* _Directive_: Can you copy out every row below with "photo" swapped for "image" and nothing else changed, leaving the pictures out?

***** Working data *****

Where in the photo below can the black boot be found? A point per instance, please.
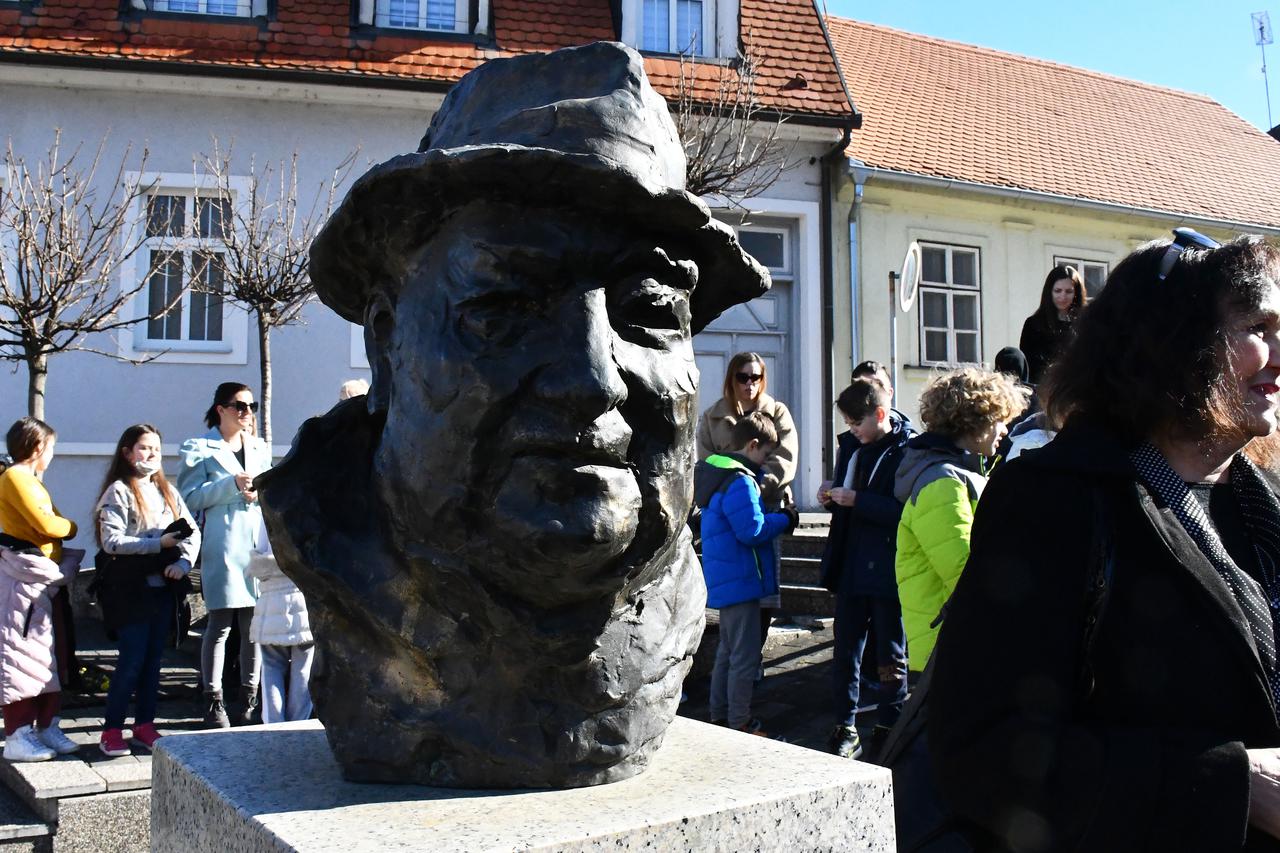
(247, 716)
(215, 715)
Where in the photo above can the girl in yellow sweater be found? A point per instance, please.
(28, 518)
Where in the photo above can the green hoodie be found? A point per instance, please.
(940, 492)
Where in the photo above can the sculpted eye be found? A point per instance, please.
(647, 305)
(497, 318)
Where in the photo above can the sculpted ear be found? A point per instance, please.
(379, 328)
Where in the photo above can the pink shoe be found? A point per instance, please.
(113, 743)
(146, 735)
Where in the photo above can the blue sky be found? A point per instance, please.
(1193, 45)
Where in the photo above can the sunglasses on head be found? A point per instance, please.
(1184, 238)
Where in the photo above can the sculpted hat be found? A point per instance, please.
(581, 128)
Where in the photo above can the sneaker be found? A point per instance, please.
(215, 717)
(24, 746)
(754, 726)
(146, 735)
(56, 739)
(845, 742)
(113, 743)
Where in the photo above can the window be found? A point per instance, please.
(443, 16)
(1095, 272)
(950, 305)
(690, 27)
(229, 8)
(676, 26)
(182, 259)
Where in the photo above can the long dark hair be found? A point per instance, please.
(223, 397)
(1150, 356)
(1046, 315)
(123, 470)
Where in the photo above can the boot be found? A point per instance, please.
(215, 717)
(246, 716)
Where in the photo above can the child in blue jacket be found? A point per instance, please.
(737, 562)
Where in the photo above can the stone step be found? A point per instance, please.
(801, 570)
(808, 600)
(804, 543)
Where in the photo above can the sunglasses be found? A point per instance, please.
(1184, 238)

*****

* _Correct response_:
Where in the image below can the black boot be found? A point per instance, please.
(247, 716)
(215, 715)
Where in the image above can the girl in yellow sweater be found? A point per instance, please.
(28, 518)
Where in the image above can the green hoodie be found? A point per instance, please.
(940, 492)
Where in the image above can the sculpted eye be found? A point per instance, please.
(647, 305)
(497, 318)
Where in the image above can the sculpted ear be found? A point per instance, please.
(379, 328)
Where in the image above can the pink shoe be found? A point per instance, please.
(113, 743)
(146, 735)
Where in the image above can the blue sky be found? A point per instance, please.
(1193, 45)
Where in the image above can the sunglasses on head be found? A point per instance, please.
(1184, 238)
Where in the image above can the sculpted hat be found? A point per instance, please.
(581, 128)
Where in the image above can the sneaker be found? A point per instance, please.
(215, 717)
(24, 746)
(754, 726)
(146, 735)
(56, 739)
(845, 742)
(113, 743)
Where in the image above can the window be found? A point per instance, please.
(443, 16)
(1095, 272)
(950, 305)
(690, 27)
(229, 8)
(676, 26)
(182, 259)
Where in the image above can the long dark hair be found? A point per instance, please.
(223, 397)
(1150, 356)
(1046, 315)
(123, 470)
Where in the image above can the boot be found? A point per instance, please.
(215, 717)
(246, 716)
Where in the image above can the child in blue jacket be found? A point per instance, please.
(737, 562)
Where in the image above can the stone step be found? A point per instance, please.
(801, 570)
(808, 600)
(804, 543)
Where in the image above can the sunglasses be found? A point per instance, please.
(1184, 238)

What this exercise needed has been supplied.